• DESCRIPTION OF THE TASK
Retrieve every line from the records in which the word "streak" occurs.

• Data extracted from a collection
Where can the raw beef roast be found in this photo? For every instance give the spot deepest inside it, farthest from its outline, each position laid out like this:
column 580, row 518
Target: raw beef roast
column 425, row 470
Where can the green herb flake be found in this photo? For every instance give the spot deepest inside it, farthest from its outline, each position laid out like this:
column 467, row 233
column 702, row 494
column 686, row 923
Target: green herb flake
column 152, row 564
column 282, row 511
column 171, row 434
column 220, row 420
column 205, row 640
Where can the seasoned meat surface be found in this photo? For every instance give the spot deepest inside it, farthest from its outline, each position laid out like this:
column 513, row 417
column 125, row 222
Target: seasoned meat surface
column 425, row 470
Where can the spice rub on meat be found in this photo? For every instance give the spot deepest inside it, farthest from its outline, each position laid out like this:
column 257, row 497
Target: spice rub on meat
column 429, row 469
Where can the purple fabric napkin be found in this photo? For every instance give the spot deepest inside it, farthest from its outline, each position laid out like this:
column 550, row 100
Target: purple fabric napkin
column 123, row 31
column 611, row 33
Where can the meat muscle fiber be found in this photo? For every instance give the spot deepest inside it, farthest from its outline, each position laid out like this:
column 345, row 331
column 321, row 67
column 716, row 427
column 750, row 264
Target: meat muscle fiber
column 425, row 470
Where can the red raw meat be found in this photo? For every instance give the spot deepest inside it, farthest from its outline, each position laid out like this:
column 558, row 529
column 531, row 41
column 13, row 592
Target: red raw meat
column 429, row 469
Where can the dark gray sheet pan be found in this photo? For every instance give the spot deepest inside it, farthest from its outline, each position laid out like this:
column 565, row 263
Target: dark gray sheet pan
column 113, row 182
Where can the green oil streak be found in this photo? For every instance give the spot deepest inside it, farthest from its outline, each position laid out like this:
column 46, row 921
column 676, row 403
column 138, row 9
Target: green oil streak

• RESPONSE
Where can the green oil streak be found in this photo? For every instance give the spot deepest inside it, farthest from its outline, each position laid out like this:
Target: green oil streak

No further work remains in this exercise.